*The data*:

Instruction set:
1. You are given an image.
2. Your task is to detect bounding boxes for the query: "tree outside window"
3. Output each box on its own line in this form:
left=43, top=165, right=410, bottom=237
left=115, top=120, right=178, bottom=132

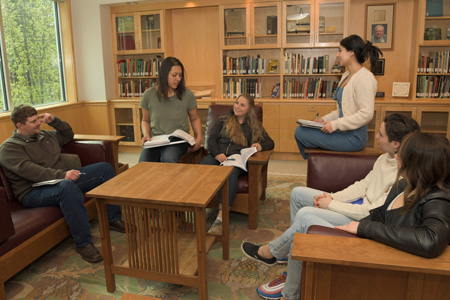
left=0, top=0, right=65, bottom=111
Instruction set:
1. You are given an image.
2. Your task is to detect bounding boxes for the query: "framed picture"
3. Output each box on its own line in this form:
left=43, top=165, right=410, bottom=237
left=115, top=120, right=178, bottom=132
left=392, top=82, right=410, bottom=97
left=365, top=3, right=395, bottom=50
left=373, top=58, right=385, bottom=75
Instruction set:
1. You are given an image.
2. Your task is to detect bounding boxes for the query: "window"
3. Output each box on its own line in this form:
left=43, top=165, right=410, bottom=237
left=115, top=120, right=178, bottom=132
left=0, top=0, right=65, bottom=111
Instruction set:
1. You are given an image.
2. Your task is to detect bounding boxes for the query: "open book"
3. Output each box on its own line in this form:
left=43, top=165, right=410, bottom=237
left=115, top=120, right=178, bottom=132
left=296, top=119, right=324, bottom=129
left=220, top=147, right=257, bottom=172
left=143, top=129, right=196, bottom=149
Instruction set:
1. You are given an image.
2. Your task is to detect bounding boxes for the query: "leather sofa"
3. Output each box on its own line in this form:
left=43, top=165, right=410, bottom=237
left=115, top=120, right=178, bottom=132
left=0, top=139, right=116, bottom=299
left=306, top=152, right=378, bottom=238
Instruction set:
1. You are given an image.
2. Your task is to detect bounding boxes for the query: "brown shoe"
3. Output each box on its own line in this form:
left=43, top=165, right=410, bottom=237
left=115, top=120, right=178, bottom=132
left=76, top=243, right=103, bottom=263
left=109, top=219, right=126, bottom=233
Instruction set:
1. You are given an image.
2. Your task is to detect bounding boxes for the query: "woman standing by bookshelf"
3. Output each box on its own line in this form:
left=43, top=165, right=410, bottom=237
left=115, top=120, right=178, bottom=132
left=295, top=34, right=383, bottom=159
left=139, top=57, right=202, bottom=163
left=201, top=94, right=274, bottom=233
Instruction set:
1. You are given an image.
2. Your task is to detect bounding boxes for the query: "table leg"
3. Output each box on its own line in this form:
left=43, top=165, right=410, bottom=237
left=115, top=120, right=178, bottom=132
left=96, top=199, right=116, bottom=292
left=221, top=178, right=229, bottom=260
left=195, top=207, right=208, bottom=300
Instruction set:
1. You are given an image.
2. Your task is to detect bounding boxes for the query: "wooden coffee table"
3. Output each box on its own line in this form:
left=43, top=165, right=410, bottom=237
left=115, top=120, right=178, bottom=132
left=87, top=162, right=233, bottom=299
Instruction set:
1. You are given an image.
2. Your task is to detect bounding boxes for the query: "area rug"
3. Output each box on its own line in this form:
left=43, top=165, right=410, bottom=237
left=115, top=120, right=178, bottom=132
left=5, top=175, right=305, bottom=300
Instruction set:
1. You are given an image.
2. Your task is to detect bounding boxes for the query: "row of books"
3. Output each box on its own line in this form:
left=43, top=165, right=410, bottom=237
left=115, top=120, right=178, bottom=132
left=117, top=56, right=162, bottom=77
left=417, top=51, right=450, bottom=74
left=223, top=78, right=262, bottom=99
left=284, top=54, right=328, bottom=75
left=283, top=78, right=339, bottom=99
left=284, top=53, right=345, bottom=75
left=416, top=75, right=450, bottom=98
left=118, top=80, right=156, bottom=97
left=223, top=55, right=274, bottom=75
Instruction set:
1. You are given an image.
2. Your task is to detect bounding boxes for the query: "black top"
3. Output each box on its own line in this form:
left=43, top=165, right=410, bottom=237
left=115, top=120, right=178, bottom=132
left=358, top=179, right=450, bottom=258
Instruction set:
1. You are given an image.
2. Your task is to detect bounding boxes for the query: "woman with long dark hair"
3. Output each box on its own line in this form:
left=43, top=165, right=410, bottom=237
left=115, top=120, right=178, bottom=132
left=337, top=132, right=450, bottom=258
left=139, top=57, right=202, bottom=162
left=295, top=34, right=383, bottom=159
left=201, top=94, right=274, bottom=233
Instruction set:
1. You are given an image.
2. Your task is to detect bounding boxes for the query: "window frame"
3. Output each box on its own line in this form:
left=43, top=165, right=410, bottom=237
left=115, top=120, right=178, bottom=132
left=0, top=0, right=77, bottom=114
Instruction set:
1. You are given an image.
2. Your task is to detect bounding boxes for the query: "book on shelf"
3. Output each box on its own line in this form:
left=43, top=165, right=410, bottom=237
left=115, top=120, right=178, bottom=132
left=426, top=0, right=443, bottom=17
left=283, top=78, right=339, bottom=99
left=223, top=77, right=262, bottom=99
left=416, top=75, right=450, bottom=98
left=417, top=51, right=450, bottom=74
left=223, top=55, right=267, bottom=75
left=143, top=129, right=195, bottom=148
left=117, top=56, right=162, bottom=77
left=118, top=34, right=135, bottom=51
left=268, top=59, right=278, bottom=73
left=225, top=9, right=245, bottom=36
left=32, top=179, right=65, bottom=187
left=296, top=119, right=324, bottom=129
left=271, top=83, right=280, bottom=98
left=220, top=147, right=257, bottom=172
left=331, top=57, right=345, bottom=73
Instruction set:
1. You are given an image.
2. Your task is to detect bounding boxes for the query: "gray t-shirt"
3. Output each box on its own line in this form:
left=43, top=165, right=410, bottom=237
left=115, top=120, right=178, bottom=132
left=140, top=87, right=197, bottom=136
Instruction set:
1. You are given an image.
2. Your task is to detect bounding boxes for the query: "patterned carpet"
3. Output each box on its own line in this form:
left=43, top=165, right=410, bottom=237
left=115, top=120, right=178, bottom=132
left=5, top=175, right=305, bottom=300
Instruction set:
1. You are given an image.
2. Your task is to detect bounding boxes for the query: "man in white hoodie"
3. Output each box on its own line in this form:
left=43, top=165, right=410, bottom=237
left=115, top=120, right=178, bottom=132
left=241, top=113, right=420, bottom=300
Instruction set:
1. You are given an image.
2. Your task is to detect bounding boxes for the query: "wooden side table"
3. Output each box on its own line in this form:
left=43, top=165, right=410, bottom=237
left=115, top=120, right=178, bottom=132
left=87, top=162, right=233, bottom=299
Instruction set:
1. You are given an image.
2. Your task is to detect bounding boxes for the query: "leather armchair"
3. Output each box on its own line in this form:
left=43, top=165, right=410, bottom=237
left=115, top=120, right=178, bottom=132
left=306, top=152, right=378, bottom=236
left=183, top=104, right=273, bottom=229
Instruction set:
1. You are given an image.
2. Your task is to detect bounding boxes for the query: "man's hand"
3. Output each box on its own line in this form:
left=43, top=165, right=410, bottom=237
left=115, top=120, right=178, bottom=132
left=65, top=169, right=82, bottom=181
left=38, top=113, right=54, bottom=124
left=314, top=193, right=333, bottom=209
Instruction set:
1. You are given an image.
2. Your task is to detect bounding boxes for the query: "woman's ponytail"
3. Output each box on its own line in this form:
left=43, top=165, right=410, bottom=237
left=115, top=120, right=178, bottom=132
left=364, top=41, right=383, bottom=73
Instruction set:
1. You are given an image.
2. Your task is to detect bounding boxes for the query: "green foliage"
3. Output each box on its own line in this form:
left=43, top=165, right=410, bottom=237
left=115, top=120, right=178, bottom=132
left=1, top=0, right=64, bottom=107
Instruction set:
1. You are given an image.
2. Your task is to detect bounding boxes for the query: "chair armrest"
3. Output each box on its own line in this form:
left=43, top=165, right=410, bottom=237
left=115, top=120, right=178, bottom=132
left=73, top=134, right=124, bottom=143
left=307, top=225, right=359, bottom=239
left=248, top=149, right=273, bottom=164
left=179, top=147, right=207, bottom=164
left=62, top=140, right=114, bottom=167
left=292, top=233, right=450, bottom=275
left=0, top=186, right=15, bottom=243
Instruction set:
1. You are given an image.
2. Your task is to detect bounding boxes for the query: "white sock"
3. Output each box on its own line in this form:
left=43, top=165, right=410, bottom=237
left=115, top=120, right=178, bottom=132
left=216, top=216, right=222, bottom=222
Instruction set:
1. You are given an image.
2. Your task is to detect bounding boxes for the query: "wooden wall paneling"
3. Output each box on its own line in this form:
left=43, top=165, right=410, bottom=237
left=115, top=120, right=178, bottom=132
left=78, top=102, right=110, bottom=135
left=59, top=0, right=78, bottom=103
left=169, top=6, right=221, bottom=98
left=348, top=0, right=416, bottom=98
left=262, top=103, right=280, bottom=151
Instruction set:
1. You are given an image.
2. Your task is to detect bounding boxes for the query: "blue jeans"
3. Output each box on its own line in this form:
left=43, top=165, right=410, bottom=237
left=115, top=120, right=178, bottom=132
left=268, top=187, right=354, bottom=300
left=22, top=162, right=121, bottom=248
left=139, top=142, right=190, bottom=163
left=200, top=154, right=246, bottom=207
left=294, top=125, right=368, bottom=159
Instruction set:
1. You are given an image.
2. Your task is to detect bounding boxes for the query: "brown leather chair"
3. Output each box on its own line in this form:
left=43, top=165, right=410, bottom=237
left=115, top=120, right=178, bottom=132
left=183, top=104, right=273, bottom=229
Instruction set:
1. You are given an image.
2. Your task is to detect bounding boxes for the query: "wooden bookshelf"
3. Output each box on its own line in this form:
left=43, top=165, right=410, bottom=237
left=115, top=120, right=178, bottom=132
left=104, top=0, right=450, bottom=153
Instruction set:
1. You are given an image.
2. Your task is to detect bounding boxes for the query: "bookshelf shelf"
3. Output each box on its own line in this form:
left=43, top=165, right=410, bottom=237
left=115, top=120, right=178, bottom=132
left=283, top=73, right=343, bottom=77
left=223, top=74, right=280, bottom=77
left=118, top=76, right=159, bottom=79
left=425, top=16, right=450, bottom=21
left=318, top=32, right=344, bottom=36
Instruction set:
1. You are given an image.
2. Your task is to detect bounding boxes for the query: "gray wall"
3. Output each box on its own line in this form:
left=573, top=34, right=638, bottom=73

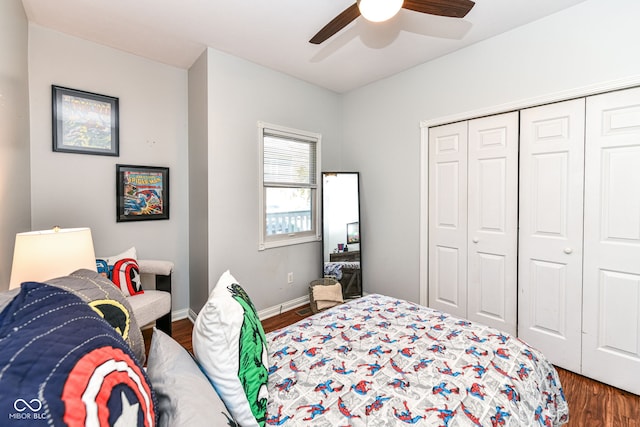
left=26, top=25, right=190, bottom=314
left=0, top=0, right=30, bottom=290
left=187, top=52, right=210, bottom=316
left=188, top=48, right=343, bottom=314
left=342, top=0, right=640, bottom=303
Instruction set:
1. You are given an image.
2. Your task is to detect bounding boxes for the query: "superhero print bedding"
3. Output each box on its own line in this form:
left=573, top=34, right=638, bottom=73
left=265, top=294, right=569, bottom=426
left=0, top=282, right=155, bottom=426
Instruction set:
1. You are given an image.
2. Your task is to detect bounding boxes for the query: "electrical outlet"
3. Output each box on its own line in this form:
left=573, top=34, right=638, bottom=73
left=287, top=272, right=294, bottom=284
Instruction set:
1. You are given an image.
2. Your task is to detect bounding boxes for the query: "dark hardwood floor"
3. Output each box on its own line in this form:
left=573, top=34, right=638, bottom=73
left=152, top=305, right=640, bottom=427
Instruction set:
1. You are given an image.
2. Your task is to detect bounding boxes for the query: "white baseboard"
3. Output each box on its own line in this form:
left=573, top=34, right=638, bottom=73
left=180, top=293, right=370, bottom=324
left=178, top=294, right=312, bottom=325
left=257, top=294, right=310, bottom=321
left=171, top=308, right=190, bottom=322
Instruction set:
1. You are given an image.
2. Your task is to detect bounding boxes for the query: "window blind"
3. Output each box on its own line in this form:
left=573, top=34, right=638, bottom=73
left=263, top=132, right=317, bottom=188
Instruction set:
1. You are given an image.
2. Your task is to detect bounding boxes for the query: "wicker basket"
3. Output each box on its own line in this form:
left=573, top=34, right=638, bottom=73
left=309, top=277, right=339, bottom=314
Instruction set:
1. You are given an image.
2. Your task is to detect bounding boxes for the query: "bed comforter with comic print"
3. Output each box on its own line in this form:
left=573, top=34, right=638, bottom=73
left=265, top=294, right=568, bottom=426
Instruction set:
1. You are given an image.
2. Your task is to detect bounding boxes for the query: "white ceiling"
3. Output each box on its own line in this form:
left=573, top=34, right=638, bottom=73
left=21, top=0, right=587, bottom=93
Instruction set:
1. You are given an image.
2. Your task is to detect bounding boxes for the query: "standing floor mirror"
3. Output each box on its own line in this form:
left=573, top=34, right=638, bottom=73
left=322, top=172, right=362, bottom=298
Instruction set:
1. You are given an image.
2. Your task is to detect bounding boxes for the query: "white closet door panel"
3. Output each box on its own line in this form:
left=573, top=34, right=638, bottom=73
left=518, top=99, right=585, bottom=372
left=475, top=251, right=507, bottom=322
left=583, top=87, right=640, bottom=395
left=529, top=260, right=569, bottom=335
left=467, top=112, right=519, bottom=334
left=433, top=246, right=462, bottom=306
left=429, top=121, right=468, bottom=317
left=531, top=153, right=568, bottom=235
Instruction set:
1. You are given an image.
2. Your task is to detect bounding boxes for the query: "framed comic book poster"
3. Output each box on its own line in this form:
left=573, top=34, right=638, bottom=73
left=52, top=85, right=119, bottom=156
left=116, top=165, right=169, bottom=222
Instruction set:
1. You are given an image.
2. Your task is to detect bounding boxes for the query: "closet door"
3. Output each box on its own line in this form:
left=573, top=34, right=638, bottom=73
left=518, top=99, right=585, bottom=372
left=428, top=121, right=468, bottom=318
left=583, top=87, right=640, bottom=395
left=467, top=112, right=519, bottom=335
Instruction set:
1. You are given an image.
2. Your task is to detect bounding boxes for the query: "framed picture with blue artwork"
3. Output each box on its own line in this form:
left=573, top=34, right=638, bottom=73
left=116, top=164, right=170, bottom=222
left=52, top=85, right=119, bottom=156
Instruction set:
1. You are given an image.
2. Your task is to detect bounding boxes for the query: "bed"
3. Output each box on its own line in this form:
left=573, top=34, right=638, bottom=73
left=264, top=294, right=569, bottom=426
left=0, top=271, right=568, bottom=426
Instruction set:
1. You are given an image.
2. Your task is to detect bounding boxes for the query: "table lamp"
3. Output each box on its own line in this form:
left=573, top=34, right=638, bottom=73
left=9, top=227, right=97, bottom=289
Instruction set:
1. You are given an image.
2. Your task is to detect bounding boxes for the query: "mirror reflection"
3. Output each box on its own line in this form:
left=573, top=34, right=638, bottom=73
left=322, top=172, right=362, bottom=299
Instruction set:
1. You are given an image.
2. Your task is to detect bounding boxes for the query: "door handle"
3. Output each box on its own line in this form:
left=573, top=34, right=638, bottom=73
left=472, top=237, right=479, bottom=243
left=564, top=247, right=573, bottom=254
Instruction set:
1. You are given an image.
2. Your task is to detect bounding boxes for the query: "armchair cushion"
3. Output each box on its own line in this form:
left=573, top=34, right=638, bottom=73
left=127, top=290, right=171, bottom=329
left=94, top=247, right=173, bottom=336
left=133, top=258, right=173, bottom=335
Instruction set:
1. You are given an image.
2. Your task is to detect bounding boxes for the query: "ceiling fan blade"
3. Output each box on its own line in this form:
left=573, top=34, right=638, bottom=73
left=403, top=0, right=475, bottom=18
left=310, top=3, right=360, bottom=44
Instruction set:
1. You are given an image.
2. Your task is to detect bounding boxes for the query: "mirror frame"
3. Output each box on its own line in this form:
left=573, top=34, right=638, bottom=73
left=321, top=172, right=362, bottom=299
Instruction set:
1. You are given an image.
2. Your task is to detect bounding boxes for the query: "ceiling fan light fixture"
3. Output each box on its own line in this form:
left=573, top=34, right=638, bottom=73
left=357, top=0, right=404, bottom=22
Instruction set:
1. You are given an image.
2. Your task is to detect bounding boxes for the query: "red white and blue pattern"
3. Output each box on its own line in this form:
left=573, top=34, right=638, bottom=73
left=0, top=282, right=155, bottom=426
left=96, top=257, right=143, bottom=296
left=111, top=258, right=143, bottom=296
left=265, top=294, right=568, bottom=426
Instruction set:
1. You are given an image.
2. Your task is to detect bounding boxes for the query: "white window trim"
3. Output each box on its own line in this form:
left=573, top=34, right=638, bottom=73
left=258, top=121, right=322, bottom=250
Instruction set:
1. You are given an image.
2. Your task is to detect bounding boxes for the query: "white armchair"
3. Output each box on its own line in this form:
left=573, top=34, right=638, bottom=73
left=127, top=259, right=173, bottom=336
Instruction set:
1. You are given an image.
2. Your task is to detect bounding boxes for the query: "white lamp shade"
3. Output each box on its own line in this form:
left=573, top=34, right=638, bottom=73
left=357, top=0, right=404, bottom=22
left=9, top=227, right=97, bottom=289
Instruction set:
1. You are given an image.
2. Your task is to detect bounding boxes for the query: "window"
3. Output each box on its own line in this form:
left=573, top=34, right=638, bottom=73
left=258, top=122, right=321, bottom=250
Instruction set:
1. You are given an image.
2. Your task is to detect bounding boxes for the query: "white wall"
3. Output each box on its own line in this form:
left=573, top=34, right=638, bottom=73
left=27, top=25, right=190, bottom=314
left=341, top=0, right=640, bottom=302
left=0, top=0, right=31, bottom=290
left=189, top=47, right=342, bottom=313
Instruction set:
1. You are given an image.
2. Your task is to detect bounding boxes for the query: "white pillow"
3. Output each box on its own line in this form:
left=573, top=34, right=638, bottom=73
left=146, top=328, right=236, bottom=427
left=99, top=246, right=138, bottom=263
left=192, top=271, right=269, bottom=427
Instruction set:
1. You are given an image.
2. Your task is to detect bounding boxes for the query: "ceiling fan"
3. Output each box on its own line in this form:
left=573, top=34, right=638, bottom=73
left=309, top=0, right=475, bottom=44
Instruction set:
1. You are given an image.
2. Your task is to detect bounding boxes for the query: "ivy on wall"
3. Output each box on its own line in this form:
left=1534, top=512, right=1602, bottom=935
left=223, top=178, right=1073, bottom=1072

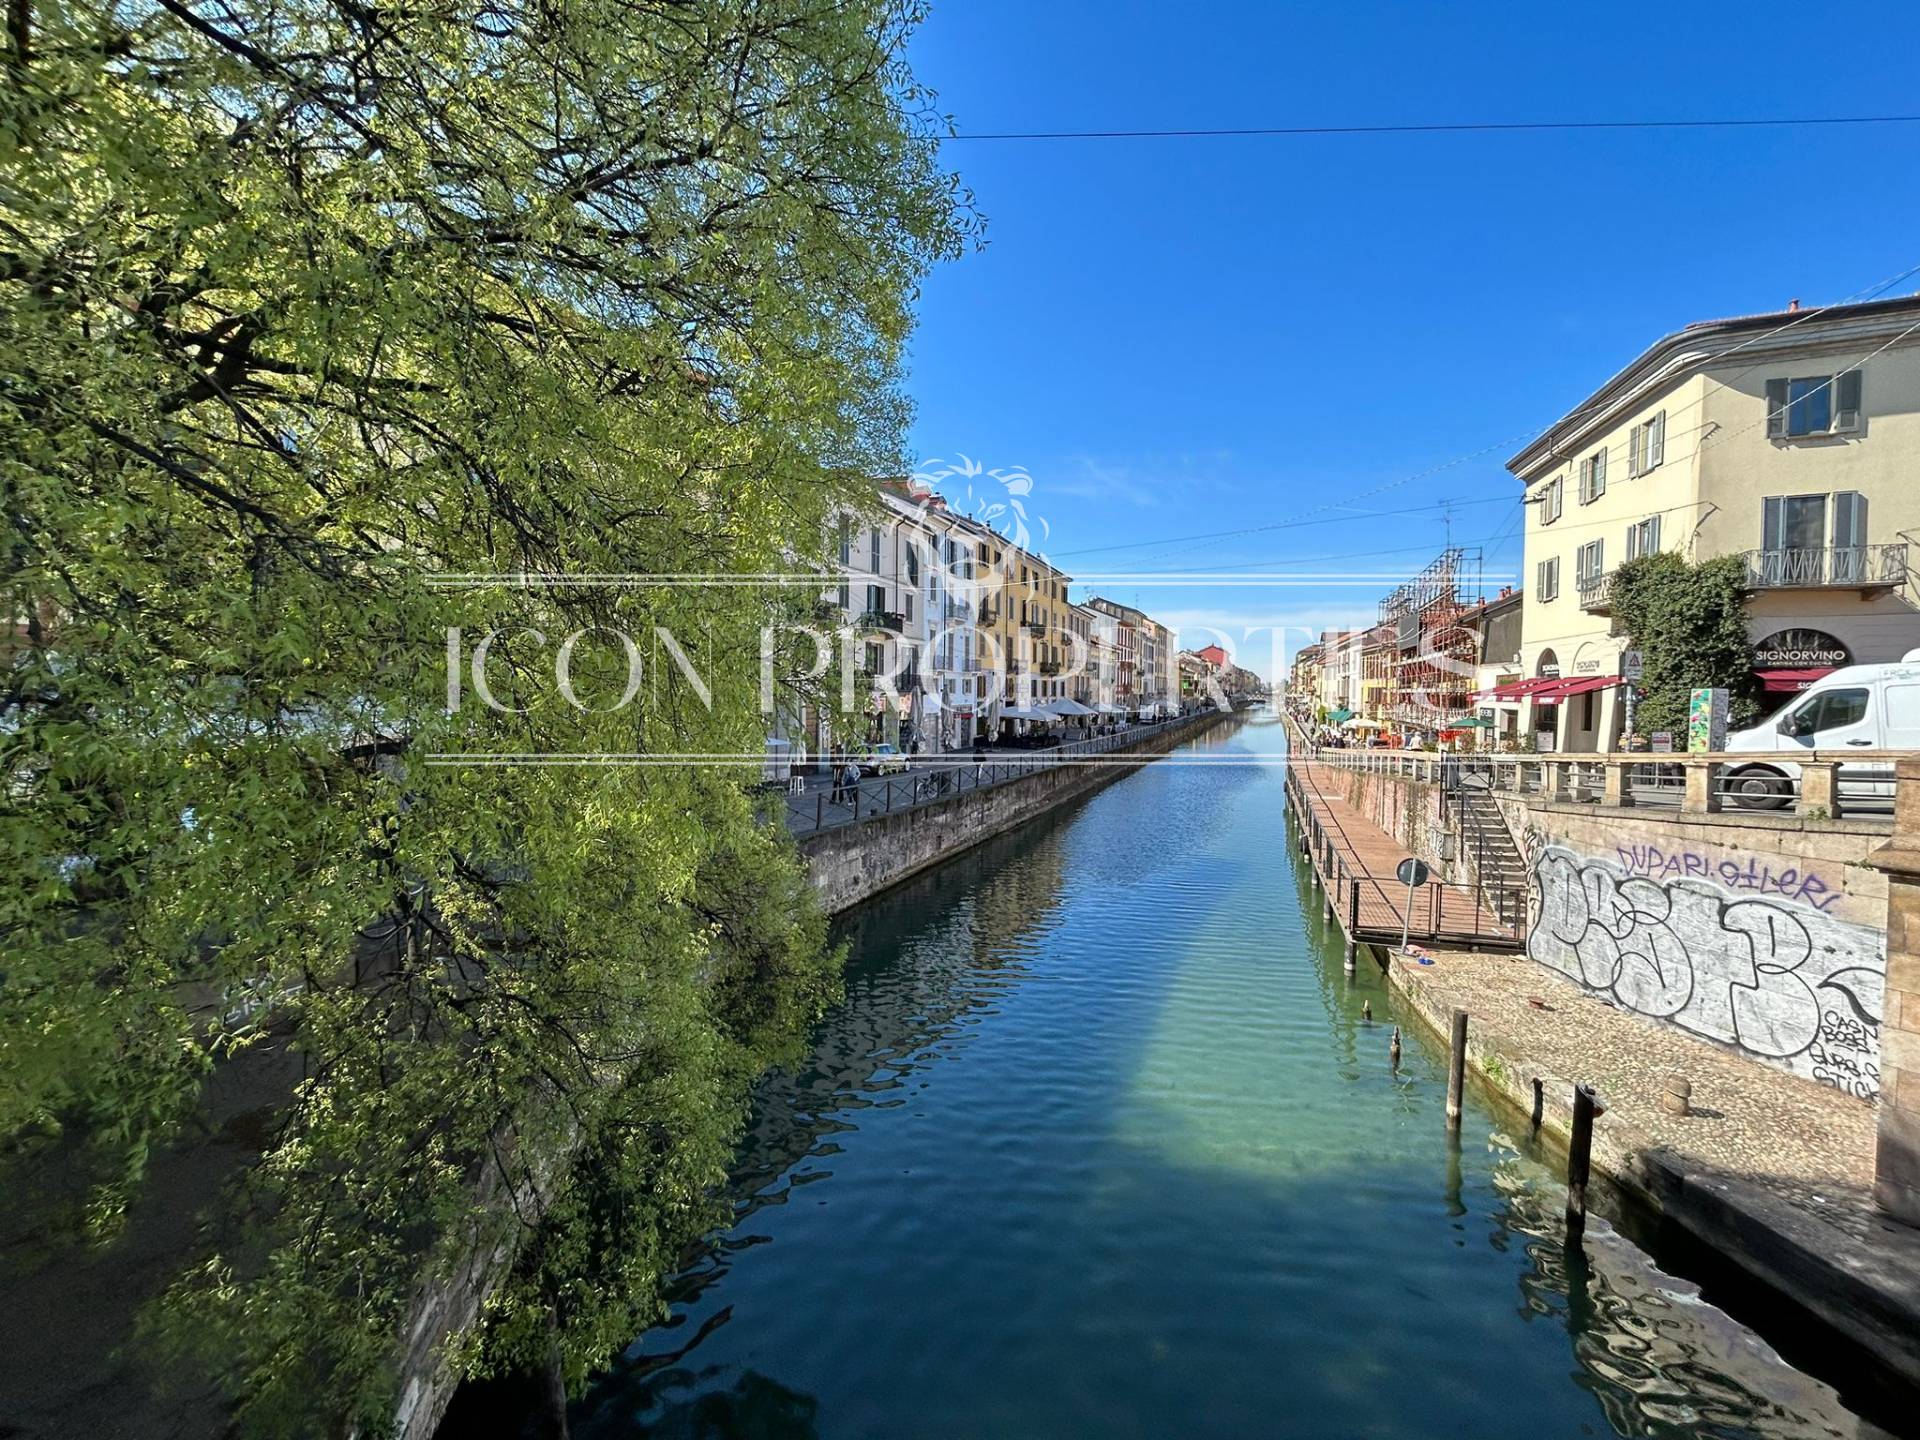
left=1609, top=553, right=1761, bottom=734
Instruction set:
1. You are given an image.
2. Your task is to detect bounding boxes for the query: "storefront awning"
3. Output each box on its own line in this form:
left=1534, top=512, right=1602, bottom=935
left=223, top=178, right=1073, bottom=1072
left=1044, top=699, right=1099, bottom=717
left=1326, top=708, right=1355, bottom=723
left=1758, top=667, right=1834, bottom=693
left=998, top=706, right=1054, bottom=722
left=1472, top=677, right=1560, bottom=703
left=1529, top=675, right=1619, bottom=702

*Work required*: Determine how many lines of the material hold "comic", and respond with that number only.

*Output of the task*: 2